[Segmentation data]
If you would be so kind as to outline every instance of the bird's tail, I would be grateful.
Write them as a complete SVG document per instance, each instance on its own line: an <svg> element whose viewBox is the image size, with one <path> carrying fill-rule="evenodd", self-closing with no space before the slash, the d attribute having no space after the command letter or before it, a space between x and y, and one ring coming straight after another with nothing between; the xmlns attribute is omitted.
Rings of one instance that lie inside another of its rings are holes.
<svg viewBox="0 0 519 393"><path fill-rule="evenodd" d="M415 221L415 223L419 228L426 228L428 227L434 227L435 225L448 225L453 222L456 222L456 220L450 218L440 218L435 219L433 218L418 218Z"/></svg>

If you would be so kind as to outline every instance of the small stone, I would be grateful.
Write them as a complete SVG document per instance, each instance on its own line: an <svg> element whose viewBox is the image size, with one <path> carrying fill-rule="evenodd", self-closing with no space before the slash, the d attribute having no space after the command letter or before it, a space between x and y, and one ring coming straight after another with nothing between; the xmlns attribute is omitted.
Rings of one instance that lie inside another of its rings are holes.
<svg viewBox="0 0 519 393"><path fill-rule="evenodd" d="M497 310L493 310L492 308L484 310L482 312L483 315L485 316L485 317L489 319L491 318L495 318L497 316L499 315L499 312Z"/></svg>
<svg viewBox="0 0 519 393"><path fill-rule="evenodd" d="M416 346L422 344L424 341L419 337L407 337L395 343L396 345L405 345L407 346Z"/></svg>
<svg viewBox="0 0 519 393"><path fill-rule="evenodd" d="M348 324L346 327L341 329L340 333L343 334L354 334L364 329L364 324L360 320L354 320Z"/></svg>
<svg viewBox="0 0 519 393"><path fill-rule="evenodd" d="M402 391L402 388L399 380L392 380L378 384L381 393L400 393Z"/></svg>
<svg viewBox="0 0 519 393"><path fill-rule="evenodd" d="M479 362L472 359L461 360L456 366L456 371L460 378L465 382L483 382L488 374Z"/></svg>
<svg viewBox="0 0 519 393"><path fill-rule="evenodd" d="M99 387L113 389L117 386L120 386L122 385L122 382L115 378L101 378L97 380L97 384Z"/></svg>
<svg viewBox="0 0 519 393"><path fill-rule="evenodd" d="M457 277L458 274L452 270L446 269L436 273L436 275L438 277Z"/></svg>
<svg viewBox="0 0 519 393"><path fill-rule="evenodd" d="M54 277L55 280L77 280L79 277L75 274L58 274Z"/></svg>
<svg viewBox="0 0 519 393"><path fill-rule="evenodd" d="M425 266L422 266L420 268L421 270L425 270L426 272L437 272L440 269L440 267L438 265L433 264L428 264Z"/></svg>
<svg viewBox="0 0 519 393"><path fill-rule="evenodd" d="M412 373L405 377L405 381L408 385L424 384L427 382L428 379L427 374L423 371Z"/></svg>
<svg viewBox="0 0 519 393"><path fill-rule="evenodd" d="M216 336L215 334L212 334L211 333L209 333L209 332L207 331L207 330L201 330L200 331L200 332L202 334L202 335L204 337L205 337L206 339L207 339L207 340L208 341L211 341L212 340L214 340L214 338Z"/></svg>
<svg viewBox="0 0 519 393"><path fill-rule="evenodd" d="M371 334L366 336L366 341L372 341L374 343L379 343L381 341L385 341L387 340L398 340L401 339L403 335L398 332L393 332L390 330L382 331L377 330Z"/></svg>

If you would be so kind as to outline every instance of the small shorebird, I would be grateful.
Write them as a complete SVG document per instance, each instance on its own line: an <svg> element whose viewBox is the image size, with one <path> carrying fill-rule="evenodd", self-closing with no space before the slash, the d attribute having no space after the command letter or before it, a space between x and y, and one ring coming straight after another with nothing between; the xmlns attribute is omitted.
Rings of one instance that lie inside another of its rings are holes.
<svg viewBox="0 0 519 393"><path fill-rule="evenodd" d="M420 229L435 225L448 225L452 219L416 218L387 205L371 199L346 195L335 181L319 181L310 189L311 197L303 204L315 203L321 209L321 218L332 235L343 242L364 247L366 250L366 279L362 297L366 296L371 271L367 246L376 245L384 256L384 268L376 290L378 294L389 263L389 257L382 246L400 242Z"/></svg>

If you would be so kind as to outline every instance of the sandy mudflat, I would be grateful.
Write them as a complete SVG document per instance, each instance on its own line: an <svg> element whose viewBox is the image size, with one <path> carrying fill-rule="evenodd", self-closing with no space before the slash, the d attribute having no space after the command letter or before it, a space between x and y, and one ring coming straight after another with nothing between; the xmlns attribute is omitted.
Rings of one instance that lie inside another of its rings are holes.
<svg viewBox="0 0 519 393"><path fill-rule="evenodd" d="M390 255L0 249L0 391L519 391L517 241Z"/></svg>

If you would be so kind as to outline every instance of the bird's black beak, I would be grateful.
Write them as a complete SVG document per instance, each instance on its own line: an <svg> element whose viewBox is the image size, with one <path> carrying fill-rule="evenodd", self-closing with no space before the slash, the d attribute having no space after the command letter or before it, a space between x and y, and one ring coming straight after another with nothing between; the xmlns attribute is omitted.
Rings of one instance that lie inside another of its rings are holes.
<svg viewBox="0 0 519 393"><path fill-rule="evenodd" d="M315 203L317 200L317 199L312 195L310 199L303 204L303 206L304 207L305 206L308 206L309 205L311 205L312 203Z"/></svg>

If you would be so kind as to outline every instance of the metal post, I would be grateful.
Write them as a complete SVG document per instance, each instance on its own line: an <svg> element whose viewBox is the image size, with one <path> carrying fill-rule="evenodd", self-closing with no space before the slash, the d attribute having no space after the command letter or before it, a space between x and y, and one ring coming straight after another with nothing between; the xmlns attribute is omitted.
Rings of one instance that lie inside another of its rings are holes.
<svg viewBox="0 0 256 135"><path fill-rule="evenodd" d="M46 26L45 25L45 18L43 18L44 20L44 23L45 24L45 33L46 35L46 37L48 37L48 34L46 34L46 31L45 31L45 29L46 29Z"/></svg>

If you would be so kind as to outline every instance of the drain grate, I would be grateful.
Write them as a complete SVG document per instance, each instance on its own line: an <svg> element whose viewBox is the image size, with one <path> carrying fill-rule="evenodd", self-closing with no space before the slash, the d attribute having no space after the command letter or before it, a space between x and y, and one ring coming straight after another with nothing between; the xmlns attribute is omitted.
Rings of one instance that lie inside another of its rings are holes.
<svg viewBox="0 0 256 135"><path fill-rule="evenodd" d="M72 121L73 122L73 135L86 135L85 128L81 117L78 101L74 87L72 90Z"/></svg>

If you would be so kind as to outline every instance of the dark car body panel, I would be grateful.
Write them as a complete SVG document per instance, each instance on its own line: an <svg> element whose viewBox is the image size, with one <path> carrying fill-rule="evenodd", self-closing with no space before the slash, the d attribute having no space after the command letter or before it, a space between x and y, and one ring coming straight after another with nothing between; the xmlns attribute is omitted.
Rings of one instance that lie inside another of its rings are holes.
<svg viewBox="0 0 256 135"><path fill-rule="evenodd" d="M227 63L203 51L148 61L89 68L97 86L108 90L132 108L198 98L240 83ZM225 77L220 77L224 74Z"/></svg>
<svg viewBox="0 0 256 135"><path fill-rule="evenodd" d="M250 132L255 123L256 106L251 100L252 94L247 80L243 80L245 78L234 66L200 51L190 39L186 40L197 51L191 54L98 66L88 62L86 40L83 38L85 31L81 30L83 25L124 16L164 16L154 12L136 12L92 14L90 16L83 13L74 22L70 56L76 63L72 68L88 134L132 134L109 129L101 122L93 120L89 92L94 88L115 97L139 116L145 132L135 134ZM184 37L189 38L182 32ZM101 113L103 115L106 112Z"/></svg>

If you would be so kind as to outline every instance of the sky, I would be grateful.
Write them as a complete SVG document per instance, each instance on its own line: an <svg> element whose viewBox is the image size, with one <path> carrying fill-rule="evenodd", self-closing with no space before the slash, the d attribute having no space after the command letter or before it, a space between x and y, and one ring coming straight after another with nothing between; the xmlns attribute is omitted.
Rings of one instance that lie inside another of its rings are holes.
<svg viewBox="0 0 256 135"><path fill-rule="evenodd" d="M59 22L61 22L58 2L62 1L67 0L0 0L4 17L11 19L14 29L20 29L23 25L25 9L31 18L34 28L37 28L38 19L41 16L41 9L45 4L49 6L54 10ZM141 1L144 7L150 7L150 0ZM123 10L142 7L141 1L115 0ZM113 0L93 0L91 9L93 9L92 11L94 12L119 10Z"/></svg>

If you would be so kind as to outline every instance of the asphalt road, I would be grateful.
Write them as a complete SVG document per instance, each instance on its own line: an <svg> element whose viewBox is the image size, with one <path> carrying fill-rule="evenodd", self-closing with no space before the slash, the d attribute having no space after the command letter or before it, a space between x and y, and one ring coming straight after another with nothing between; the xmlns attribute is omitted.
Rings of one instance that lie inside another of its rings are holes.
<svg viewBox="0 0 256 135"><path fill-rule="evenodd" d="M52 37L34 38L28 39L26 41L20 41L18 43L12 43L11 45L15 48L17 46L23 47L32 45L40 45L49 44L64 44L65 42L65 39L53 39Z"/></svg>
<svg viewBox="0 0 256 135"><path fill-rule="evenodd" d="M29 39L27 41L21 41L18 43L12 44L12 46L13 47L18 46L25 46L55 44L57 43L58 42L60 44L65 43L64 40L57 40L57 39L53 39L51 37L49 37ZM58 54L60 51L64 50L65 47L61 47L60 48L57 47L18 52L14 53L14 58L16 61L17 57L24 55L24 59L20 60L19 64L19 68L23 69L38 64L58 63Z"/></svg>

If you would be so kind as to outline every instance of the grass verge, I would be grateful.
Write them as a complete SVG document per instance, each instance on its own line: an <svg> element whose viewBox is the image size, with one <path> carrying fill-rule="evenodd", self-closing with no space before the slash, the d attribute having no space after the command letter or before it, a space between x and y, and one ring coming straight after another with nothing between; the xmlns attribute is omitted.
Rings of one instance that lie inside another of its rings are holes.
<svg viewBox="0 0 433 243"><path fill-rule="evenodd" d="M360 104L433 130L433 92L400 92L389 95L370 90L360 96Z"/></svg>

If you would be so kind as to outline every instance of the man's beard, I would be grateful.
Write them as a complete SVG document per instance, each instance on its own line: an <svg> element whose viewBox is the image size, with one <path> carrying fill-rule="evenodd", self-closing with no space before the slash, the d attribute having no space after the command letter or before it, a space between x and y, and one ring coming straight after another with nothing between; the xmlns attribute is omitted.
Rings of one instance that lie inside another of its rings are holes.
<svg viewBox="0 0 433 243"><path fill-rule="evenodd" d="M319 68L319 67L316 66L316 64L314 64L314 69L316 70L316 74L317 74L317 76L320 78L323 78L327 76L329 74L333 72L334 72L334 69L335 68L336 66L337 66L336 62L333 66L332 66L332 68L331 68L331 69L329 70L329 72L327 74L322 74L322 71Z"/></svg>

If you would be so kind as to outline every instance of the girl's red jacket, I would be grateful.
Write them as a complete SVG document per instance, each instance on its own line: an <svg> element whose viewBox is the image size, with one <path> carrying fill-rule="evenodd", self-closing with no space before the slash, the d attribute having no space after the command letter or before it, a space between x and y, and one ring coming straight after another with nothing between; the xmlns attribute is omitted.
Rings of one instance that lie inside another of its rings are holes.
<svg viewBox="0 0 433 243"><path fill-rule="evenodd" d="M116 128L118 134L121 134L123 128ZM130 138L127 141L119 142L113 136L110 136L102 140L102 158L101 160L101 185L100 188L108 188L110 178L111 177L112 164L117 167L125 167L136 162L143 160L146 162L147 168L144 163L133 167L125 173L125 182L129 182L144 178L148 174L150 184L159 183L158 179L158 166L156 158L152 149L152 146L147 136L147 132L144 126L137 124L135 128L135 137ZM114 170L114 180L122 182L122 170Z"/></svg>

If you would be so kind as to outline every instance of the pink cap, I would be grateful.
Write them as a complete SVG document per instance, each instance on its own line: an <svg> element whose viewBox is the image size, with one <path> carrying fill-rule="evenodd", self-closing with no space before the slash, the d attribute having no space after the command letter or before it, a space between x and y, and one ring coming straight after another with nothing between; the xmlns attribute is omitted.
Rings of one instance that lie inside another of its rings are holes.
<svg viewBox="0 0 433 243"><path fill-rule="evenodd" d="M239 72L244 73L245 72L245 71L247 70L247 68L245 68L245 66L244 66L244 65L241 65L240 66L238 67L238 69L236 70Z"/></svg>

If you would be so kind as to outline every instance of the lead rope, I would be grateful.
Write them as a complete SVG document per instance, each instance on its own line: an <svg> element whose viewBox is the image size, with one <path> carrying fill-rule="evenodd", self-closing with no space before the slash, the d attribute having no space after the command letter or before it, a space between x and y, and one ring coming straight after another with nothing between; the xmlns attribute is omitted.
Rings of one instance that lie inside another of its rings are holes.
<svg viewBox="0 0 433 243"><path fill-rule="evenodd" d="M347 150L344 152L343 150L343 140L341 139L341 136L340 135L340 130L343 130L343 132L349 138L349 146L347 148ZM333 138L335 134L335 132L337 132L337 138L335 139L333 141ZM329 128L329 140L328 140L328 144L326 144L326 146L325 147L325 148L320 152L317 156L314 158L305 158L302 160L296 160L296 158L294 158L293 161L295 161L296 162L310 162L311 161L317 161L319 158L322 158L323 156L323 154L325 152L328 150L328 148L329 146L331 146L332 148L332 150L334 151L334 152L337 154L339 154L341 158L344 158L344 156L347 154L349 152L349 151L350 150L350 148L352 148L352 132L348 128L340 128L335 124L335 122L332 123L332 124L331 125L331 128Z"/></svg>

● **What the task asks**
Identify every line of the material above that contains the word "small", and copy each of those lines. Matching is case-sensitive.

● **Exercise output**
If you would be so kind as to outline every instance of the small stone, I would be grateful.
If you would be so kind as to outline every instance of the small shorebird, I would be grateful.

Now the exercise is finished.